(Referring expression data)
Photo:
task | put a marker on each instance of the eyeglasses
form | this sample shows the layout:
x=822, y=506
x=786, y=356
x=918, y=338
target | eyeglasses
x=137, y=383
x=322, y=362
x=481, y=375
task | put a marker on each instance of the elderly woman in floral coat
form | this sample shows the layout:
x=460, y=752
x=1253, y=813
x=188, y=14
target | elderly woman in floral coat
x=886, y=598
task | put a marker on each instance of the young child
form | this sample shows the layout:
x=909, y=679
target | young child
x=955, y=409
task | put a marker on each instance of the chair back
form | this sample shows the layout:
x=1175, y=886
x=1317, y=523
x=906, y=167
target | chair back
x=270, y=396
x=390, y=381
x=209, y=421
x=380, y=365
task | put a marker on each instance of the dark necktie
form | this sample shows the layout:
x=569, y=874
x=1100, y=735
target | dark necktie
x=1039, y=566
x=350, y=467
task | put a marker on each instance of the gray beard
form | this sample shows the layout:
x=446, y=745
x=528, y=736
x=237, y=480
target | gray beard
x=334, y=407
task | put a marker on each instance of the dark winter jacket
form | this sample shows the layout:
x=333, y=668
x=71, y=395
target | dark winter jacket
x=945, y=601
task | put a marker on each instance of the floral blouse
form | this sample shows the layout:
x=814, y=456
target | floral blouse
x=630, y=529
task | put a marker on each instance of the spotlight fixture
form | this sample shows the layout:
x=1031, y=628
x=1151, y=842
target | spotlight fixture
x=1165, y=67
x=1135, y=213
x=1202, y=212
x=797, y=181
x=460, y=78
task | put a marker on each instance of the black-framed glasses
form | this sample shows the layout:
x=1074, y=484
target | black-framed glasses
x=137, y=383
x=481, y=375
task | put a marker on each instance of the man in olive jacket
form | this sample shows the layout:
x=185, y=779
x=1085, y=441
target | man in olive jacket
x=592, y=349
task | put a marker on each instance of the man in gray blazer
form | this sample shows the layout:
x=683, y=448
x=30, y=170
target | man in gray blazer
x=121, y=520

_TASK DETAILS_
Without altering a single character, write out every record above.

_EXERCISE RESULT_
Photo:
task | put a marker on each instance of the eyeglasses
form | this sample shows the layout:
x=822, y=506
x=786, y=356
x=918, y=338
target | eyeglasses
x=137, y=383
x=322, y=362
x=481, y=375
task | put a marker on each instance of the elderly woman in floral coat
form | this sample shows the layout:
x=460, y=752
x=1253, y=813
x=188, y=14
target | elderly woman in floral coat
x=886, y=598
task | put a marker on each instance of the young child
form | this sample shows the layout:
x=909, y=679
target | young child
x=955, y=409
task | put a marker on each instance of the chair back
form | this sample shows the layout:
x=1175, y=886
x=1317, y=523
x=906, y=167
target | chair back
x=270, y=396
x=390, y=381
x=209, y=421
x=380, y=365
task | put a marker on each instance of the dark necktie
form | this sample shows the layout:
x=569, y=874
x=1100, y=735
target | dark necktie
x=1039, y=566
x=350, y=467
task | put a marker on each instance of the gray beard
form | this sample shows the layout:
x=446, y=745
x=528, y=736
x=237, y=480
target | gray beard
x=334, y=407
task | put a marker on each instance of the dark winter jacket
form | this sample shows the layout:
x=333, y=668
x=71, y=395
target | dark winter jacket
x=945, y=601
task | put a marker on each instance of the floral blouse
form | this sample shows the layout:
x=814, y=456
target | floral blouse
x=630, y=529
task | put a marker on each instance of the spotlight fixture
form | this sample shows the layout:
x=1031, y=628
x=1151, y=842
target | spotlight fixture
x=1165, y=67
x=1135, y=213
x=1202, y=212
x=797, y=181
x=460, y=78
task | put a marker on each instance of the black-framed glasses
form | this sample shows the layout:
x=1074, y=484
target | black-framed glasses
x=137, y=383
x=481, y=375
task | put a marker on each instance of the man in olive jacket
form | this sample shows the layout:
x=185, y=779
x=1085, y=441
target | man in olive jacket
x=592, y=349
task | put a marker on each instance of the man in gray blazer
form | this sample shows the layout:
x=683, y=448
x=30, y=170
target | man in gray blazer
x=121, y=520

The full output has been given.